## Given instruction 1
State how many lines in the rows contain the string "fixture". Give only the number.

Sponsors: Denise DeMarb
Attachments: 1. Facility Gateway TIF Report 4-24-13.pdf
Fiscal Note
This resolution would authorize a $225,000 TIF Loan, disbursed to Borrower when certain Borrower obligations are met, for the renovation of a long-vacant property at 4916 and 4930 East Broadway ("Project). The loan would be repaid through incremental taxes generated by the Project and represent approximately 50% of the present value of all incremental taxes anticipated from the Project through the remaining 15-year life of TID #39, created on September 2, 2008.
 
Funds to capitalize this loan would require an authorizing amendment to the 2013 Capital Budget.  While it is anticipated that the incremental taxes generated by the Project will be sufficient to repay the loan within approximately 8 years, the Borrower and its personal guarantor is required to guaranty a minimum payment on their respective loan if sufficient future tax increment is not available.

## Information shown
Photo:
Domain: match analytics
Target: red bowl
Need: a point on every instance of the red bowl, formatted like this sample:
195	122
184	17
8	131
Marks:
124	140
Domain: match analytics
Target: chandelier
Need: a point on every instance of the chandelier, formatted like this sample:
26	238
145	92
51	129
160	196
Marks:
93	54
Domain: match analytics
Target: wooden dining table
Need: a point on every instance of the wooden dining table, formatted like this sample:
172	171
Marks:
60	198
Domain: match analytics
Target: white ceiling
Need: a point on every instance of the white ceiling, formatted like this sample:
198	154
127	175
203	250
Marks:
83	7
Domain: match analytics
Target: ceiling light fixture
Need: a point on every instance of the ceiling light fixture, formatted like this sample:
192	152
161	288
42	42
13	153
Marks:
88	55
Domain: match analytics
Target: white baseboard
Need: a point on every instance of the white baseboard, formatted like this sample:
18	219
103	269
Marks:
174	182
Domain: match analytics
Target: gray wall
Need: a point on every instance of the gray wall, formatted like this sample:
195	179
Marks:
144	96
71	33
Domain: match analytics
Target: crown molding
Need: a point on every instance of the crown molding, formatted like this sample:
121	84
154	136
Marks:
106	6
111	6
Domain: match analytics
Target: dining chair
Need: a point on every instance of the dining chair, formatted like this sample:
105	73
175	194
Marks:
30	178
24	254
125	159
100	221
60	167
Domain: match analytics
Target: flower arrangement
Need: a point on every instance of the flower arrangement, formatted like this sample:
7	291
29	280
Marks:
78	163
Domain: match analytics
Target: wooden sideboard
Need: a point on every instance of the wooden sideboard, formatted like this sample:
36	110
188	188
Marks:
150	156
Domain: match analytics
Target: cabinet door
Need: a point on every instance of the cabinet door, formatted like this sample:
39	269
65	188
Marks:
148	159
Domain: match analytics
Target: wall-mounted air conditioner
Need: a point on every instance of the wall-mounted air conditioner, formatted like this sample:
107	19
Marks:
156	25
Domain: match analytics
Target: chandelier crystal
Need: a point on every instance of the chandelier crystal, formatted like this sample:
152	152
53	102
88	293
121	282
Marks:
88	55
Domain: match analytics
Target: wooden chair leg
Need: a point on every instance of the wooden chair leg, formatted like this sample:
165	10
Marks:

## Given instruction 2
Rewrite the stretch of the fiscal note from "Funds to capitalize" through "is not available.", renaming "personal guarantor" to "individual guarantor".

## Task output 1
2

## Task output 2
Funds to capitalize this loan would require an authorizing amendment to the 2013 Capital Budget.  While it is anticipated that the incremental taxes generated by the Project will be sufficient to repay the loan within approximately 8 years, the Borrower and its individual guarantor is required to guaranty a minimum payment on their respective loan if sufficient future tax increment is not available.